• Exercise details: Where a line below holds the string "print", that line goes into the answer.

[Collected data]
:::::
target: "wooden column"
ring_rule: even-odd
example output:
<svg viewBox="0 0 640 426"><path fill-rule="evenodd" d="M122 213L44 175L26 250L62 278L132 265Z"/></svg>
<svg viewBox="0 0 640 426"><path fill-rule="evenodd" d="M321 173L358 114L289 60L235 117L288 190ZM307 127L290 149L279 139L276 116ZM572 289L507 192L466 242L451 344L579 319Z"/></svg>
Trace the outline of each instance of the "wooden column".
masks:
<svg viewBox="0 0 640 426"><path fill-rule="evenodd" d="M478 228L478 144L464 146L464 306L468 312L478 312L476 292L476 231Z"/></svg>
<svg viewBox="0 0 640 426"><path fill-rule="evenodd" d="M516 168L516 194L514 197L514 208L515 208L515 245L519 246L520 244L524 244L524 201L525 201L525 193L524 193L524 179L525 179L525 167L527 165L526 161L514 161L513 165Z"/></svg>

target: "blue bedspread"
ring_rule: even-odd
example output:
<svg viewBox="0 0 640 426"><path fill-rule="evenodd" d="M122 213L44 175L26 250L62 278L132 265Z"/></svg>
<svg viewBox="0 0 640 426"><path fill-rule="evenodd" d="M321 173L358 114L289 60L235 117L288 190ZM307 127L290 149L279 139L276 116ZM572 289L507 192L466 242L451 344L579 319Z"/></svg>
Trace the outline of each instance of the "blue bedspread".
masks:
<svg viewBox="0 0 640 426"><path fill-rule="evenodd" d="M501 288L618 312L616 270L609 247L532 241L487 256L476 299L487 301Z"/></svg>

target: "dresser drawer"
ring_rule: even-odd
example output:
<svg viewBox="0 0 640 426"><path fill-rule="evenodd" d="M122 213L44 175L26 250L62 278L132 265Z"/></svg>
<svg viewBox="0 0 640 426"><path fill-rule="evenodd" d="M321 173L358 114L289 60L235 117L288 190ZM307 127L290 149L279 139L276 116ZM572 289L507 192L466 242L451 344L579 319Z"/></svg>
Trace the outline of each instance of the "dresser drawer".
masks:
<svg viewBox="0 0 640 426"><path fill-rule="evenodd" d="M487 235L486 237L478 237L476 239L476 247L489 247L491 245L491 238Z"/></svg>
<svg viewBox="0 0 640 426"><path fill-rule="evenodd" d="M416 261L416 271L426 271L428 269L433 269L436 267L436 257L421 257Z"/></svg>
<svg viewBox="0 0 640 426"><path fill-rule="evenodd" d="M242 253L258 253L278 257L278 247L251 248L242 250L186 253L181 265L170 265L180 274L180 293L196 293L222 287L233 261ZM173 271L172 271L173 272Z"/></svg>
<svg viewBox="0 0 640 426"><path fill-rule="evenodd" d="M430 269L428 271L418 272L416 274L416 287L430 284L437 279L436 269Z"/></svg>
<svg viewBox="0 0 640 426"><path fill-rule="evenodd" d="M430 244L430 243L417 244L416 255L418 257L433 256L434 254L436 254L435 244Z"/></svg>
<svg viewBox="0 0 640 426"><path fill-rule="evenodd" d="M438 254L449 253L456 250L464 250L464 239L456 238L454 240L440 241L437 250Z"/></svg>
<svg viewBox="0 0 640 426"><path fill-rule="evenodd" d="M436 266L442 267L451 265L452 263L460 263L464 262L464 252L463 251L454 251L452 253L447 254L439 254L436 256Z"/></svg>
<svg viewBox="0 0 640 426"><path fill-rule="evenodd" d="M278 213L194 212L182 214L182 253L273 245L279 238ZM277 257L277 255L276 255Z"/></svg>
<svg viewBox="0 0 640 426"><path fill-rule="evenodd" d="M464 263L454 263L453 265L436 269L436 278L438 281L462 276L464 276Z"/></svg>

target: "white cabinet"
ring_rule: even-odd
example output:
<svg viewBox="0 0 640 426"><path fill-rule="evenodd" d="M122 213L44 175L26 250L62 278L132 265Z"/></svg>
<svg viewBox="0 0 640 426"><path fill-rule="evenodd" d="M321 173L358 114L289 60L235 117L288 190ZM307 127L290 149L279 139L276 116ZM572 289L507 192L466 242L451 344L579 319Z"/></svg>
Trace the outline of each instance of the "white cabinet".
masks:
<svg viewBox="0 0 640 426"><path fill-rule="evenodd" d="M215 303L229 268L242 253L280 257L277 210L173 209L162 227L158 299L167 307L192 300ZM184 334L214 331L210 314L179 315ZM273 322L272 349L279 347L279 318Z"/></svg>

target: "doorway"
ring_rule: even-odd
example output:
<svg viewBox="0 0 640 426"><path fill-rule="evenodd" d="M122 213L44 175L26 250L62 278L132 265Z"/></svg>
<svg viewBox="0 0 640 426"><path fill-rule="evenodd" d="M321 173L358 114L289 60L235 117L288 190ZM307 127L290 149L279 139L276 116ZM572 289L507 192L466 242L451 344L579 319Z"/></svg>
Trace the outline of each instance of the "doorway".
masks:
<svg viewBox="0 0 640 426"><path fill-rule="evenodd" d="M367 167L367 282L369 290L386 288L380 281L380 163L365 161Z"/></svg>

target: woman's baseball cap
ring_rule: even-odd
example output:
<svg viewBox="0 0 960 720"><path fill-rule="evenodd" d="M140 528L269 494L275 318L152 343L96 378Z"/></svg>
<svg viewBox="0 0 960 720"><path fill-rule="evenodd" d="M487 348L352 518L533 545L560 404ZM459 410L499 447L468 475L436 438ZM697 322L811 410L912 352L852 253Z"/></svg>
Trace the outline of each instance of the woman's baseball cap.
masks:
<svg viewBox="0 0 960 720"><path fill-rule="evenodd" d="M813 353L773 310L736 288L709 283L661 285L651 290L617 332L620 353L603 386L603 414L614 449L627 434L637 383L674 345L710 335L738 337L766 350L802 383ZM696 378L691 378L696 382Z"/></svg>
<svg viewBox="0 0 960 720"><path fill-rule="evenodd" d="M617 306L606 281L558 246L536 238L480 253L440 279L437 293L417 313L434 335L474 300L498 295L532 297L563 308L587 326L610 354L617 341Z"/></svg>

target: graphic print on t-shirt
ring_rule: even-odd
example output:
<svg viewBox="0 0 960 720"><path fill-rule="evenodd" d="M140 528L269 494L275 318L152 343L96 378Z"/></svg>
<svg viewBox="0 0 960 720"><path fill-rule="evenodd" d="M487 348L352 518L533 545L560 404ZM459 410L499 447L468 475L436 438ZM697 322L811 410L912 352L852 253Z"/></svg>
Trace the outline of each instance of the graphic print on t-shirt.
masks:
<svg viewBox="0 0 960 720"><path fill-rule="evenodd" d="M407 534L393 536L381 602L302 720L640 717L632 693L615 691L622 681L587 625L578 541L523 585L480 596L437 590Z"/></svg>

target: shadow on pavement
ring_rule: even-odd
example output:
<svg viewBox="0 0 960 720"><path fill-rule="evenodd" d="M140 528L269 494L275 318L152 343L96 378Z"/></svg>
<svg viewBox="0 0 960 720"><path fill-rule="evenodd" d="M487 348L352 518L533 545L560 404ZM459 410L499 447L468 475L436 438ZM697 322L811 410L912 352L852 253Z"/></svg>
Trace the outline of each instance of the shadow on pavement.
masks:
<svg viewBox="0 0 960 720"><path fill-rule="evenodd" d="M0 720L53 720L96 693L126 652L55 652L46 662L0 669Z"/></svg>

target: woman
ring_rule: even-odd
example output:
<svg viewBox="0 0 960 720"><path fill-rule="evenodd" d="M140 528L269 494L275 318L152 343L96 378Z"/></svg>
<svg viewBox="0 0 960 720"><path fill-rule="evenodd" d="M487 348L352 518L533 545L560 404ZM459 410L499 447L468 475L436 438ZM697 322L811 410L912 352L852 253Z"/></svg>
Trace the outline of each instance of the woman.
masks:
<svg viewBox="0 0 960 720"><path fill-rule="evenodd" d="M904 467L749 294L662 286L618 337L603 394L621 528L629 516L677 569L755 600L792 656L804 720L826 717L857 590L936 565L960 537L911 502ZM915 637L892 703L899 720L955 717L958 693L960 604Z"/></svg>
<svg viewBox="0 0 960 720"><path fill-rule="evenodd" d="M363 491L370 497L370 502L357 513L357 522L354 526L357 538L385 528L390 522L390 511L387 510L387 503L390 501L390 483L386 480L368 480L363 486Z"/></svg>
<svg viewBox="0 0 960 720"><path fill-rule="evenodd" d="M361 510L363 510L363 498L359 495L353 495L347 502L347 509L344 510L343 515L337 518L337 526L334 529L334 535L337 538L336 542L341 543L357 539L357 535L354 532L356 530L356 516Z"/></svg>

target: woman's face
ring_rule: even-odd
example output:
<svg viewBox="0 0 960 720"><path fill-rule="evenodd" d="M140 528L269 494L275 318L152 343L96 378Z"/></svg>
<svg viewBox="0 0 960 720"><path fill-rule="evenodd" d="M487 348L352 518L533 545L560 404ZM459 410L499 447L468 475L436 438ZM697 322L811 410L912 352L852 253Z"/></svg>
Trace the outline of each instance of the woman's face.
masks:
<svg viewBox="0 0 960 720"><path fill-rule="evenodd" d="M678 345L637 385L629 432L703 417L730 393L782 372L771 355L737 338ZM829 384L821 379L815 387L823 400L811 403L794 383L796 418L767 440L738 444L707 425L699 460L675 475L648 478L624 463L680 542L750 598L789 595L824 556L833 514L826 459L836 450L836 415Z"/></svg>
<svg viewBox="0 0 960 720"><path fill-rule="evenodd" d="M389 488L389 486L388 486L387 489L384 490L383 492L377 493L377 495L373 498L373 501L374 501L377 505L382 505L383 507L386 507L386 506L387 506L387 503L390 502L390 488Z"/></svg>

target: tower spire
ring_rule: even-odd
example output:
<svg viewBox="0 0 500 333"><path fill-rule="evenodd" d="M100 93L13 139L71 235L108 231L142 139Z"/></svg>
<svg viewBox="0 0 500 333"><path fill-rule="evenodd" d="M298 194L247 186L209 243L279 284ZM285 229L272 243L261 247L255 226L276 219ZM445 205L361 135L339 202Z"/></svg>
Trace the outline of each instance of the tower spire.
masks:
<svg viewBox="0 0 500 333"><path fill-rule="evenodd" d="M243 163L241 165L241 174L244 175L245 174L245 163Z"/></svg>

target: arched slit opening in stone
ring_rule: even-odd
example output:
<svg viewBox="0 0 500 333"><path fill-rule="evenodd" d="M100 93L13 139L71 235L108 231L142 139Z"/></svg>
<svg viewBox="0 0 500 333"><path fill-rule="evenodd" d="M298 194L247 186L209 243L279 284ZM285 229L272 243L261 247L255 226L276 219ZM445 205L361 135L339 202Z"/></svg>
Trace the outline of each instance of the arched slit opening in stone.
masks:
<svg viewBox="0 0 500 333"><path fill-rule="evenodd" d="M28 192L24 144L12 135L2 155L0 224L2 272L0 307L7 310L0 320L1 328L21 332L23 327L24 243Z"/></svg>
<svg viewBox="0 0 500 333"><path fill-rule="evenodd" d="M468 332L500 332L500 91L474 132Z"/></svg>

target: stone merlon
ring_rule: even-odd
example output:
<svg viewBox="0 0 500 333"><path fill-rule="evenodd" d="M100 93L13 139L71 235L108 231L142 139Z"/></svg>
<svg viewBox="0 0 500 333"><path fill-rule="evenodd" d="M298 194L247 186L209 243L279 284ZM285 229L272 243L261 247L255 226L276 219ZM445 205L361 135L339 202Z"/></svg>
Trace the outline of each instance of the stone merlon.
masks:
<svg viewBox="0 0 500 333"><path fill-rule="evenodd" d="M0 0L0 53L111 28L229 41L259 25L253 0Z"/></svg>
:::::
• Completed task:
target: graphic print on t-shirt
Trace the outline of each instance of the graphic print on t-shirt.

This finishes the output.